Exercise materials -
———
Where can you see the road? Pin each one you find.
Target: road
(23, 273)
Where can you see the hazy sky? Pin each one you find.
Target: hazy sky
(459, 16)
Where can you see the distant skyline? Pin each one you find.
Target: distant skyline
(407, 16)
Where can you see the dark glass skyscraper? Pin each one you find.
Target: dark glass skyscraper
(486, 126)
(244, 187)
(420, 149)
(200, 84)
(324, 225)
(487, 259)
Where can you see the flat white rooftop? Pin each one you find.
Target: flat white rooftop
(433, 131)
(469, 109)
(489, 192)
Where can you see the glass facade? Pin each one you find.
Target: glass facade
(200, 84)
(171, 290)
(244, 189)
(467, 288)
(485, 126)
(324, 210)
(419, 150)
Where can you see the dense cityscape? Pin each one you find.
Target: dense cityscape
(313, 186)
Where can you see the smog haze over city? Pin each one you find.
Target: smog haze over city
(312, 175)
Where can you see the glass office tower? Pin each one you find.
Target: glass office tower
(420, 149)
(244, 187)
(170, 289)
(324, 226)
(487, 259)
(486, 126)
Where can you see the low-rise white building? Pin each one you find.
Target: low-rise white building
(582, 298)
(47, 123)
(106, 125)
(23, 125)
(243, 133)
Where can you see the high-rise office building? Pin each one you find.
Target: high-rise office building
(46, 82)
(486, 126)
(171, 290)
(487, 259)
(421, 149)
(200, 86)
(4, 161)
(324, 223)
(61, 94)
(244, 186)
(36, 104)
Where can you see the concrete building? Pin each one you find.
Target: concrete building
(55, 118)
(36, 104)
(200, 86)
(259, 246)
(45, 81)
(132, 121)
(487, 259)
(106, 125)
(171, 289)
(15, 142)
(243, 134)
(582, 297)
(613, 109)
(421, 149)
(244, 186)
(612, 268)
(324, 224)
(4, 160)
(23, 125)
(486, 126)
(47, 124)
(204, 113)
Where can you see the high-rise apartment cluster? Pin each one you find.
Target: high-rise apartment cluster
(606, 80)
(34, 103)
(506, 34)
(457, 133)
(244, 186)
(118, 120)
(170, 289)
———
Work to complete - Write out the records shown above, exactly as they appear.

Answer -
Where can you see the road? Pin each one you find.
Target: road
(23, 273)
Where can you see the hazy sky? Pin each one you find.
Target: hazy sky
(459, 16)
Where can you see the distant skyline? Pin each one you find.
Target: distant skyline
(407, 16)
Where can you see the dark glass skyscraper? Pin each one you find.
Target: dark glass skyscraper
(486, 126)
(244, 187)
(420, 149)
(200, 84)
(324, 225)
(487, 259)
Where can you see the flat white rooftop? Pin each one you find.
Target: flat white rooftop
(433, 131)
(469, 109)
(489, 192)
Where can you see the glass facade? Pin each one you find.
Target: glass facade
(200, 84)
(171, 290)
(244, 189)
(467, 288)
(485, 126)
(324, 210)
(419, 150)
Where can you see the dense cityscape? Pin each one you find.
Target: dense cityscape
(313, 186)
Where can you see the smog haze over city? Pin each one you find.
Target: smog haze over city
(312, 175)
Where can you see the glass office tower? Pin each one you find.
Target: glass office tower
(420, 149)
(244, 187)
(170, 289)
(324, 226)
(487, 259)
(486, 126)
Where can you see the low-rise white building? Pin each one you find.
Target: low-rise white building
(582, 298)
(47, 123)
(106, 125)
(23, 125)
(243, 133)
Where can you see the high-rise office building? Pin each one you find.
Target: high-rise office building
(46, 82)
(486, 126)
(171, 290)
(487, 259)
(421, 149)
(200, 86)
(4, 161)
(324, 223)
(61, 94)
(244, 186)
(36, 104)
Where can you see the concrete building? Pin each one you find.
Target: concrete building
(55, 118)
(36, 104)
(200, 86)
(259, 246)
(45, 81)
(132, 121)
(487, 259)
(106, 125)
(171, 289)
(15, 142)
(243, 134)
(582, 297)
(613, 109)
(421, 149)
(244, 186)
(612, 268)
(324, 224)
(4, 160)
(23, 125)
(486, 126)
(47, 124)
(204, 113)
Where can you see the high-rise apartment cluster? Pin each one you find.
Target: high-rise apartment cluster
(606, 80)
(34, 103)
(506, 34)
(457, 133)
(244, 186)
(118, 120)
(170, 289)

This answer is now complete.